[Source data]
- - -

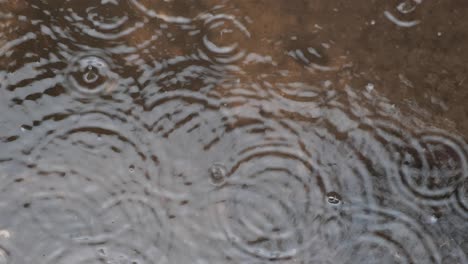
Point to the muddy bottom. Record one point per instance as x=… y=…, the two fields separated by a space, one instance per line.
x=183 y=131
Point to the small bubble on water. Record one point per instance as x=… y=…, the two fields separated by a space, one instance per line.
x=217 y=173
x=3 y=257
x=334 y=198
x=370 y=87
x=406 y=7
x=5 y=234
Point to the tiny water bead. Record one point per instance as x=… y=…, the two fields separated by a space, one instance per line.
x=90 y=75
x=334 y=198
x=218 y=174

- - -

Directions:
Return the line that contains "Point to the small" along with every line after it through the end of the entries, exactly, adding nothing.

Answer to the exercise:
Point to the small bubble on water. Record one point per instance as x=… y=…, the two fields separated by a space, one instance per line.
x=217 y=173
x=3 y=257
x=334 y=198
x=370 y=87
x=406 y=7
x=5 y=234
Point to the tiny water bead. Record one point per instance as x=… y=…, the two fields separated by a space, one instance per line.
x=90 y=75
x=334 y=198
x=218 y=174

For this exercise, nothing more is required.